Would you retype every entry that follows without altering a word?

[Material supplied]

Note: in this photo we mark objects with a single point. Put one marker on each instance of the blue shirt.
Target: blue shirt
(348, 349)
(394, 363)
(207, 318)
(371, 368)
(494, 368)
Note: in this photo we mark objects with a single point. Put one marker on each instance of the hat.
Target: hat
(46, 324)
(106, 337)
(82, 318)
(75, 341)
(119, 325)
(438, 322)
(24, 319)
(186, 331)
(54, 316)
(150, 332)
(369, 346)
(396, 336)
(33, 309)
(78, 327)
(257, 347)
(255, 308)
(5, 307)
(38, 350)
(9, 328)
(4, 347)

[/Material supplied]

### Finished task:
Note: in this photo we mark objects with a single point. Put one marker on each instance of the blue shirt.
Target: blue shirt
(348, 349)
(394, 363)
(207, 318)
(371, 368)
(494, 368)
Note: in this photo we mark objects with a single point. Put one marker on each instance of the hat.
Target: hat
(46, 324)
(106, 337)
(82, 318)
(75, 341)
(119, 325)
(438, 322)
(24, 319)
(186, 331)
(54, 316)
(150, 332)
(369, 346)
(396, 336)
(33, 309)
(78, 327)
(257, 347)
(255, 308)
(5, 307)
(38, 350)
(9, 328)
(4, 347)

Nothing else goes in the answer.